EXCERPTED RECORDS:
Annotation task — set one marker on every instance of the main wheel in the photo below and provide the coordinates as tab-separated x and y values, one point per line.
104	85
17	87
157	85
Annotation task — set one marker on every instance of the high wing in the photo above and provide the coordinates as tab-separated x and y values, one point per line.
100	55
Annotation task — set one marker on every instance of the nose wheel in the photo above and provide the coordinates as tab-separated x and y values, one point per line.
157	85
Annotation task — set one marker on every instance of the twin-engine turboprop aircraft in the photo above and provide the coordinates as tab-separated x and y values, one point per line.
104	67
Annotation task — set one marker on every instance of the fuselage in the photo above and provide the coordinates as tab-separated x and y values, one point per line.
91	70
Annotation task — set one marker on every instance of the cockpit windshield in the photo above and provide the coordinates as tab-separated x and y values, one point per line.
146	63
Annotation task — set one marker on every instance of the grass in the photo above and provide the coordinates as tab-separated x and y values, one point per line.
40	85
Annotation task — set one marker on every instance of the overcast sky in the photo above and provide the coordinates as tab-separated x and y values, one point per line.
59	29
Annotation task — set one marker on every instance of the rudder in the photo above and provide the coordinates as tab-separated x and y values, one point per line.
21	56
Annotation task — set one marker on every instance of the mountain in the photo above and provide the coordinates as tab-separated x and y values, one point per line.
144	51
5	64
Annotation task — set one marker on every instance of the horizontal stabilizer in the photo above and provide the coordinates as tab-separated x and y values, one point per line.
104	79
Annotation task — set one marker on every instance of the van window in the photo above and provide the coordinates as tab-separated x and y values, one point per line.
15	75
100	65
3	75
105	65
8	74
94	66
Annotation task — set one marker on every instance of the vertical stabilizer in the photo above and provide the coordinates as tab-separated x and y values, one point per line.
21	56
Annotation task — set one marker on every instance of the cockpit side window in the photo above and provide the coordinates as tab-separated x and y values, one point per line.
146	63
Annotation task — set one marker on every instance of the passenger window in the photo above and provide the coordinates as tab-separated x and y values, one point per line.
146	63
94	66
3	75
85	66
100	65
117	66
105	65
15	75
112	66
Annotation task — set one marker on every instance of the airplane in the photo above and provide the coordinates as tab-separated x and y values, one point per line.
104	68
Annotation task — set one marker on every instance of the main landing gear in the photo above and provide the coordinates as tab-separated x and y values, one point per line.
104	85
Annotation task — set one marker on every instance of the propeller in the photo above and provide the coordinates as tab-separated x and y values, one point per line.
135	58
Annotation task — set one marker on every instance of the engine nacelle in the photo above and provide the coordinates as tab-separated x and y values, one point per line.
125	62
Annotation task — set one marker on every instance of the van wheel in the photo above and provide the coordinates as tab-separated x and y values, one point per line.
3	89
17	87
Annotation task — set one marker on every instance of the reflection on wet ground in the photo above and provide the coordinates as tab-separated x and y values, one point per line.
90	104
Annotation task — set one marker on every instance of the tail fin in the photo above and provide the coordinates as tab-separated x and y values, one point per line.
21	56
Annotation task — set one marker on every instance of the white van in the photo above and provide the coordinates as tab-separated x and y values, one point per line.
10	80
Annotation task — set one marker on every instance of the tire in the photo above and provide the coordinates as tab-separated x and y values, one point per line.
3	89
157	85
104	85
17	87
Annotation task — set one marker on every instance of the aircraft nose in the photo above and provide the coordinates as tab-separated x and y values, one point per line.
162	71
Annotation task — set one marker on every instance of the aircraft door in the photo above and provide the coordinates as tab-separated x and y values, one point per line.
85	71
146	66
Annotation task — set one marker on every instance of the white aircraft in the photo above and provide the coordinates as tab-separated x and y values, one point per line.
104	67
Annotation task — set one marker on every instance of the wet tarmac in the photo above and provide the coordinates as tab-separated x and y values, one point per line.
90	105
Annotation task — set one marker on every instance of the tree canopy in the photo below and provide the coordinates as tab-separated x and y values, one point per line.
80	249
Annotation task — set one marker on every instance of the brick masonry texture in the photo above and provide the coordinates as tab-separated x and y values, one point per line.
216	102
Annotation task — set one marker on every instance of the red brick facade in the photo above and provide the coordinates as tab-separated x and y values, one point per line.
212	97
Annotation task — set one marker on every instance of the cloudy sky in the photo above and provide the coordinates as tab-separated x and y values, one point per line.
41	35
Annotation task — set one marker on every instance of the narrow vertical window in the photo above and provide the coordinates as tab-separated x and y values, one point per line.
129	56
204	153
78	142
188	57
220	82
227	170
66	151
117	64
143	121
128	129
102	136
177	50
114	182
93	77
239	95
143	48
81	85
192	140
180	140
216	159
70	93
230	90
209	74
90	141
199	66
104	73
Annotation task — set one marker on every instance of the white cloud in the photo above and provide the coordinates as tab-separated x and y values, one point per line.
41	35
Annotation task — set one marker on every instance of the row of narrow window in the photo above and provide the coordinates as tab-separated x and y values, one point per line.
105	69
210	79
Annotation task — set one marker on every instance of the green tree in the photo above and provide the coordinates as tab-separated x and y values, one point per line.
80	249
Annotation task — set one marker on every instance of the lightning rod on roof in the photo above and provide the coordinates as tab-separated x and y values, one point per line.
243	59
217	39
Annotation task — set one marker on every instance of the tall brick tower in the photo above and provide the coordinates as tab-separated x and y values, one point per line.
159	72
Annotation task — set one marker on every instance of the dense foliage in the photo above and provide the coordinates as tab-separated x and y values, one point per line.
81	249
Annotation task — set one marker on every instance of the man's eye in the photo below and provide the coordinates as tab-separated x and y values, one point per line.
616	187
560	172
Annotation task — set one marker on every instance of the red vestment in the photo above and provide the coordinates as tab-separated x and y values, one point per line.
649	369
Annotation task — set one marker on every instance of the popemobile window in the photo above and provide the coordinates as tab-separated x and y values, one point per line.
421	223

AIM OF THE TASK: Locate the line that contains "of the man's". Repeat it and every line after it, up to and including the final line, exactly.

FINAL RESULT:
Annotation task — set one marker on every instance of the man's eye in the photo below and provide the coordinates as tab-separated x and y values, one point per line.
616	187
560	172
Annotation task — set one marker on every instance of the red vestment in the photo above and provide the coordinates as tab-separated x and y values, one point per line.
649	369
Annotation task — set one marker on every instance of the popemobile window in the photo above and provide the coordinates as tab-separated x and y values, one point per line.
421	223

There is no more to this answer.